▸ DOCUMENT PASSAGE
★ ★ ★ ★

Hossein Monzavi (حسين منزوی) (23 September 1946 in Zanjan, Iran – 5 May 2004 in Tehran) was an Iranian poet, essayist and translator who had great effects on Iranian literary mutating. Monzavi's reputation is in composing poems and his lyric poems are primarily in Persian, but he also has contributed to the Azerbaijani language.

== Life ==
He was born in Zanjan. After education and living in Tehran for some years, he came back to his hometown. His father Mohammad Monzavi was also a poet that had written some poems in the same languages that wrote imitative poetry for Mohammad-Hossein Shahriar's Heydar Babaya Salam. Homayoun Shajarian, a Persian traditional singer, has used lyrics of Hossein Monzavi in
Setareh-ha (The Stars) music album. Hossein Monzavi died from Pulmonary embolism in Tehran in 2003.

★ ★ ★ ★

▸ INFORMATION PROVIDED
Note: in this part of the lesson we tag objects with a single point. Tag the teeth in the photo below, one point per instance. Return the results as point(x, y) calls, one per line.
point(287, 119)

★ ★ ★ ★

▸ TASKS AND EXERCISES
1. Answer these from the passage on Hossein Monzavi:
(a) In which city was Monzavi born?
(b) What was his father's name?
(c) In which music album did Homayoun Shajarian use Monzavi's lyrics?
2. Please copy a section of the Hossein Monzavi passage, not the data. Begin at the words "Hossein Monzavi (حسين" and stop after "the Azerbaijani language.".
3. Carry on the passage about the poet Hossein Monzavi, not the data, starting after its last sentence.

▸ TASK-BY-TASK ANSWERS
1.
(a) Zanjan
(b) Mohammad Monzavi
(c) Setareh-ha (The Stars)

2.
Hossein Monzavi (حسين منزوی) (23 September 1946 in Zanjan, Iran – 5 May 2004 in Tehran) was an Iranian poet, essayist and translator who had great effects on Iranian literary mutating. Monzavi's reputation is in composing poems and his lyric poems are primarily in Persian, but he also has contributed to the Azerbaijani language.

3.
==Works==
Monzavi frequently used Azeri folklores and legends in his poems. Hossein Monzavi's famous works are:

- Translating Mohammad-Hossein Shahriar's Heydar Babaya Salam and his father's imitative poem from Azeri to Persian.
- Duman (The Fog in Azeri) is Monzavi's Azeri poems collection which had been published in Danulduzu set of series with Maftoun Amini's prefatory.
- From hemlock and sugar, Persian lyrics collection (written from 1970 to 1988)
- With love around Calamity, Persian lyrics collection (written from 1988 to 1993)
- From cashmere and lyricism, Persian lyrics selection (1997)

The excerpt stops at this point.